● **Provided text**
To look at it from a  higher level, it’s about how to have ideals, how to dream big, and then how work to make them happen in the real world which is inevitably full of constraints.

There were numerous lessons to be learned, but here I want to share with you the five main lessons that jumped out at me:

There is always enough time to live your purpose.

Bartlett and his staff manage to make decisions about a nation, attend parties, play chess, do press briefings, write speeches, read memos and God knows what. That’s fictional. But the same thing applies to Presidents and Prime Ministers all around the world. Leaders like Gandhi and Mandela who made a difference. CEOs of ground-breaking companies who get stuff done. Yes, they all have staff, but any manager with half-decent skills will tell you that motivating and managing people is a job in itself.

All of these people have the same time as you do. So how is that some of these guys manage to run a country in 24 hours, but some people don’t have time for that book they always wanted to write?

Everyone needs a support system

No one has all the skills. Your weakness is someone else’s speciality. Get the right people in the right roles, and let them get on with it. Don’t just create a team of people who agree with you. Create a team of people who believe in your purpose. Those are the guys you want on your side. They will challenge you, they will disagree with you, they might even yell at you….but the results will be better because of it.

Be Authentically Passionate

Authenticity gives credibility to passionate expression. When you speak about something that you wholeheartedly believe in, it shows up through fire in your eyes and enthusiasm in your voice.

Everyone has to compromise

Know when to accept defeat gracefully. The price of authenticity is that everyone has the same right, and as people are not the same, opinions differ. Your opinion will not always win. Your cause is not the only just cause.

Don’t be with people who block you

They don’t have to help you, but they shouldn’t hinder you. If you are driven to do something, then you shouldn’t have to give that up because someone wants you home at 5 pm. If that fire within you isn’t used towards your purpose, it will consume you.



Which one of these five lessons you need to work on the most? Journal about how you can do that. 

What steps will you take? Create your action plan.




17 thoughts on “5 Lessons I learned from The West Wing

  1. Be Authentically Passionate – this is the lesson I love the most!

    Don’t be with people who block you – is the one that I need to work on the most!

    I don’t know that I can not be with the people, but I must learn to not let them impact me.

  2. Great life lessons and the first one is probably the toughest. I know it in my heart, but I don’t always take the time to organize my day so I can accomplish more in my 24 hours. There are so many things that are taking up time needlessly. Things that don’t move me forward. Now to think of steps to work on it and journal it! Thanks, Dolly!

  3. Way to get some personal development insight out of a good TV show! These are all important lessons – it’s never too late has been resonating with me a lot lately. And so important to create your own support system!

  4. Lori,

    Exactly! It’s not necessarily possible, or even necessary to not be with those people. It depends of course on the relationship. But the major thing is not to let them impact you. Easier said than done, I know. But that’s why it’s a lesson :-)

● **Record excerpts**

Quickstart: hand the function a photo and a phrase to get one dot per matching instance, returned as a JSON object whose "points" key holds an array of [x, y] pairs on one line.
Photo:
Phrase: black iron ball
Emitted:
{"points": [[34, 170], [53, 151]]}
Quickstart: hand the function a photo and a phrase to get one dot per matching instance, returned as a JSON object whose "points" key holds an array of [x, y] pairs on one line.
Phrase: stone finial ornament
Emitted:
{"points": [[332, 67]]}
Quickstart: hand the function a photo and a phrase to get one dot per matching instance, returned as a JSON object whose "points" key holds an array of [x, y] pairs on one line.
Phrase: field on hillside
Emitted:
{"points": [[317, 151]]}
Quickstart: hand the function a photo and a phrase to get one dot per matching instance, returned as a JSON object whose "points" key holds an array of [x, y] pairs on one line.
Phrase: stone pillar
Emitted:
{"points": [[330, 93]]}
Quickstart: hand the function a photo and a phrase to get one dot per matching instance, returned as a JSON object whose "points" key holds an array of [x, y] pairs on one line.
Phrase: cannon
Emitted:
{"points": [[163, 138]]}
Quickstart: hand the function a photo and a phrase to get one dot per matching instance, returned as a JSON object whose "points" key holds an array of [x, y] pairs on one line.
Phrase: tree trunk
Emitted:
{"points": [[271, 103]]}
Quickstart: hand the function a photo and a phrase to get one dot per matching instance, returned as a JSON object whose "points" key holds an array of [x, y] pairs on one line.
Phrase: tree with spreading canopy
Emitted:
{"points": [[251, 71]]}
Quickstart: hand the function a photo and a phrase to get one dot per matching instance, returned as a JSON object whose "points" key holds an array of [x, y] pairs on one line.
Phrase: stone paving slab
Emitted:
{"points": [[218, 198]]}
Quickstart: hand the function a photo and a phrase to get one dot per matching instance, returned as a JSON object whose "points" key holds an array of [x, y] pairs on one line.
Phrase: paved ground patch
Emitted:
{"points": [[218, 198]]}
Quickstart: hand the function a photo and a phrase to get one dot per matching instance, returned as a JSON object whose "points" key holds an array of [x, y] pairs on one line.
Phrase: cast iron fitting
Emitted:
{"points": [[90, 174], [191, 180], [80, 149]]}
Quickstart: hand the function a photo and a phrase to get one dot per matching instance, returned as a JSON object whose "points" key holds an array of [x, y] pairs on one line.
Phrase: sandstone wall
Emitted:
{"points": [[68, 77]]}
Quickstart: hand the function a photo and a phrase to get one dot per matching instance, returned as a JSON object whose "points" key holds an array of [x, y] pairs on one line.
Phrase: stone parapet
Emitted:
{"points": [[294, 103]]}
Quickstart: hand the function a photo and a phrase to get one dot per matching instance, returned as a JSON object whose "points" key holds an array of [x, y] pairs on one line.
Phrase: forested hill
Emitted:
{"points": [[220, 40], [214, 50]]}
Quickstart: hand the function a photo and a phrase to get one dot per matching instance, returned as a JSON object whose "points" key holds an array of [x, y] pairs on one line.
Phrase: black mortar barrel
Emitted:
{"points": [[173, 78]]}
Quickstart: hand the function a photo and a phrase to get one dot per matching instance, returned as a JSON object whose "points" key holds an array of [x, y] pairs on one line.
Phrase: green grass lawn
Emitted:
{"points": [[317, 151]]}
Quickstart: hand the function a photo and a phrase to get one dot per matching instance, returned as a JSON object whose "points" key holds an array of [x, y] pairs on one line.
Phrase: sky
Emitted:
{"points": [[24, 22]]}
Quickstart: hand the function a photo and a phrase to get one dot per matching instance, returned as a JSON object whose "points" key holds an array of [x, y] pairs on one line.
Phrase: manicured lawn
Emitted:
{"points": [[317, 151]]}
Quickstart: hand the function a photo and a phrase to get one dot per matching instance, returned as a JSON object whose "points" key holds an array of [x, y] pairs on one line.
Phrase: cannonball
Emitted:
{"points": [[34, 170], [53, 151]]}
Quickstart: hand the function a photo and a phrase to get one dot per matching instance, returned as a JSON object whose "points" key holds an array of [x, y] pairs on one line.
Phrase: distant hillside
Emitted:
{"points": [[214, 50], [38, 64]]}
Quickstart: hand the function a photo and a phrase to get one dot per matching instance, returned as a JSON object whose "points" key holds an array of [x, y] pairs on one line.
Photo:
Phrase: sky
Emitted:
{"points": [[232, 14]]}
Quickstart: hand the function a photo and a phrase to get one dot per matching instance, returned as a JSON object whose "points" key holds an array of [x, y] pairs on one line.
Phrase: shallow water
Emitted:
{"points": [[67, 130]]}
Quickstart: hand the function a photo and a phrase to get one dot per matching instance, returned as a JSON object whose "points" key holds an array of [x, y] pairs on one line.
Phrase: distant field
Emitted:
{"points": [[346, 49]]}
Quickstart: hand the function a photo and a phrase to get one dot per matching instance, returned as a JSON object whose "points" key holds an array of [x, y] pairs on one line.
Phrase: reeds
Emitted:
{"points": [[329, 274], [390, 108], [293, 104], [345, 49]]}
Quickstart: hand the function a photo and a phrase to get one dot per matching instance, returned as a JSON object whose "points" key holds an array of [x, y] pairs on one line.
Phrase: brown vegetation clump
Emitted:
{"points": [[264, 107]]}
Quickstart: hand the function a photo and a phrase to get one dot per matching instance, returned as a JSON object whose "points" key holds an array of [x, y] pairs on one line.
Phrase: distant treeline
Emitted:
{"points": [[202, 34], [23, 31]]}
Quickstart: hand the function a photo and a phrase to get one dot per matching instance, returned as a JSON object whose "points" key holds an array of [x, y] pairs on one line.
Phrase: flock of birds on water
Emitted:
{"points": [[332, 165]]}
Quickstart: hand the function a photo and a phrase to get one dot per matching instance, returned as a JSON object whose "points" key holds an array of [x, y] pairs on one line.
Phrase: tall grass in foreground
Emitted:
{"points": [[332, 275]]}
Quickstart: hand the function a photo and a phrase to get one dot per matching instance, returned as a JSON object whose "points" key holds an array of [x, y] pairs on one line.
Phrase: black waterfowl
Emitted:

● **Tasks and exercises**
(1) Please translate this sentence from the West Wing lessons text into Spanish: "Authenticity gives credibility to passionate expression."
(2) Extend the West Wing lessons text, picking up right after its final sentence.

● **Written responses**
(1) La autenticidad da credibilidad a la expresión apasionada.

(2)
  5. Sarah,

    There has to be a good reason for watching TV. I do believe that there are good lessons in almost every quality entertainment if we want to see them. The lesson of crappy entertainment is to not waste time on it ;)

  6. The one I most relate to is, “There is always enough time to live your purpose” since I write about well-known late bloomers :) But the one I need to work on is, “Everyone needs a support system,” since I find it hard to ask for help. Thought-provoking post, Dolly!

  7. I need to work on the first one…I could definitely be making more of my time. So I’m really excited to start up a morning writing practice once my move is over. =)

  8. Debra,

    I checked out your site, and like your concept. There is always so much focus on child geniuses and people who achieve everything from day one. That is commendable, no doubt. However, many of us grow up to live “ordinary” lives and then life and experiences teaches us our potential, so it’s an inspiring thing you focus on.

    I also find it difficult to ask for help, though I have improved considerably in the last year. I find that as you begin to surround yourself more with like-minded people, it becomes much easier.

  9. “So how is that some of these guys manage to run a country in 24 hours, but some people don’t have time for that book they always wanted to write?”

    That’s a great line! That’s the lesson I need to work on the most. I have days when I make great progress towards my long-term goals, and days when I accomplish very little.

  10. Love the West Wing so much, and love this post!

    My additions:
    – Do not let your ‘story’ (or the one that people tell about you) define you. Whether it was Leo’s alcoholism or Bartlett’s MS, they did not let seemingly overwhelming deal-breakers stop them from living their purpose.
    – Don’t listen to the haters. There’ll always be a plethora of people willing to tell you how crap you are, whether about your outfit (CJ) or how you’re running the country (Bartlett). Tune them out, it doesn’t help.
    – On the other hand, heed healthy constructive feedback. I loved how Matt Santos asked Alan Alda’s character to join him as the secretary of state. Santos recognized the strength of robust opinions, and embraced a rather unusual opportunity for growth.
    – Stand up for what you believe in. For me, CJ so embodied this. Whether she was speaking out against gun ownership or the situation in North Korea or advocating for the women of Qatar, her unbridled and passionate commitment to her beliefs, her ideals and her personal integrity were inspiring to all those around her (and all those cheering on from their lounge room!)
    – Believe in yourself. It took Donna six seasons to realize that she was better than the job she found herself in. Those around her knew it, but she needed to realize it for herself.

  11. Amit,

    That’s the struggle. Whenever I have productivity downtime, it’s incredibly frustrating. What I find is that the more focused I’m about keeping my goals in front of me, writing them down (even if I know them), and just reinforcing what tasks I am going to complete, the better I am at making the best use of my time.

  12. Jess,

    Thank you for taking the time to comment. Always wonderful to see responses from some new people :-)

    I love your additions. Thank you for those as well!

  13. Hi Dolly,

    Although I do not watch the show (but it sounds like a great one), I totally agree with your list of important lessons:

    1. There is always enough time to live your purpose.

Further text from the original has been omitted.